─── SOURCE DATA
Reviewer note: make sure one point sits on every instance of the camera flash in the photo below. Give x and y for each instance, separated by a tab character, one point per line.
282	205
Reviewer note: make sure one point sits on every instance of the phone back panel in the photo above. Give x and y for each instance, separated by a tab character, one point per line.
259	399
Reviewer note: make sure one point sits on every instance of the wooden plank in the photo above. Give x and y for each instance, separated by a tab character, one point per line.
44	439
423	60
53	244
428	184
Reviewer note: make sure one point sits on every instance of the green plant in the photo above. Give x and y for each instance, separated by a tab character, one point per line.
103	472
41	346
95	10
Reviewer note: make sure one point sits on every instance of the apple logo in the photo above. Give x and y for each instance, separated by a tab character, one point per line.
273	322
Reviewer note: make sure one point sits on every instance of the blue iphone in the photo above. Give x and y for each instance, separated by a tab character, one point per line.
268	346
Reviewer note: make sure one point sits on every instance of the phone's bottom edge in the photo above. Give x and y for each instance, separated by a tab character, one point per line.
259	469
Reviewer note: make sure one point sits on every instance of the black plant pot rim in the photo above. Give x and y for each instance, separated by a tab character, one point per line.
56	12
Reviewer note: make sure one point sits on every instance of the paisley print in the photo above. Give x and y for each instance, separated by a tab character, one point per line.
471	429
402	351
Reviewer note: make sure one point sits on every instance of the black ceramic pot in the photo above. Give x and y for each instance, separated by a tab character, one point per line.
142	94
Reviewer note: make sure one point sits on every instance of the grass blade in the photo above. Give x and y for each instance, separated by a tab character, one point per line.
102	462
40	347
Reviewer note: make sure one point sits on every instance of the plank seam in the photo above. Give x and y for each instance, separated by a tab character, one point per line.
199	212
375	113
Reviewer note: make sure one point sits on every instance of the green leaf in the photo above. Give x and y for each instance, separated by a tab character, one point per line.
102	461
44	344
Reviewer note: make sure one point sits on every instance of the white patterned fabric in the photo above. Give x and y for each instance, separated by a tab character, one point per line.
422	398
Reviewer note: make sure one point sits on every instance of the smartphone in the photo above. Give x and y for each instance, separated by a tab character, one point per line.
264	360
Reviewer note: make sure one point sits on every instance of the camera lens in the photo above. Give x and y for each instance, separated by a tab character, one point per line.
──────
--- WHAT THIS TASK INVOLVES ---
Retype the material precisely, leaving out no line.

--- TASK RESPONSE ---
Reviewer note: make sure one point sits on every instance of the camera flash in the photo below. Give x and y for each instance, separated by a tab character, one point per line.
282	205
Reviewer note: make sure one point sits on every instance of the phone back panel in the photo above. Give x and y for each instance, separated by a tab character, one point per line.
259	399
Reviewer note: make sure one point sits on every instance of the wooden plank in the photo above. Give x and y for each instance, separated by a tab character, one point per line.
44	439
423	60
53	244
428	184
Reviewer note: make sure one point sits on every instance of the green plant in the photo above. Give x and y for each instance, separated by a tab character, one point per line.
103	472
41	346
95	10
Reviewer note: make sure one point sits on every instance of the apple logo in the photo above. Give x and y for each instance, separated by a tab character, one point per line.
273	322
Reviewer note: make sure one point sits on every instance of the blue iphone in the photo above. Give x and y for each instance, separated by a tab character, one point per line.
268	346
Reviewer note: make sure one point sits on every instance of the phone's bottom edge in the photo above. Give x and y for each instance, separated by a tab character, one point per line.
259	469
Reviewer note: make sure one point sits on every instance of the black plant pot rim in the photo above. Give x and y for each instance, separated by a tab character, one point per line.
56	12
Reviewer note: make sure one point sits on every instance of the paisley print in the photo above. Give x and y for each instance, separated by a tab character, one point per line.
471	429
402	351
Reviewer note: make sure one point sits on every instance of the black ceramic pot in the photo above. Give x and y for each instance, separated by a tab character, one point per line.
142	94
Reviewer note: make sure one point sits on every instance of the grass blade in the photo above. Give x and y for each instance, separated by a tab character, one point per line.
102	462
40	347
Reviewer note: make sure one point sits on every instance of the plank seam in the photo above. Give x and y for each instance, separated by a tab character, one point per line.
199	212
375	113
Reviewer note: make sure one point sits on every instance of the green leaf in the photo above. Give x and y for each instance, separated by a tab character, one point per line.
102	461
44	344
Reviewer note: make sure one point sits on every instance of the white patterned fabric in the photo above. Give x and y for each instance, separated by a tab character, one point per line.
422	398
Reviewer note: make sure one point sits on every instance of the smartphone in the photo above. Give x and y for each instance, separated by a tab character, one point per line.
264	360
Reviewer note: make sure one point sits on every instance of the camera lens in the photo above. Give x and y for each instance, separated by a tab character, one point per line.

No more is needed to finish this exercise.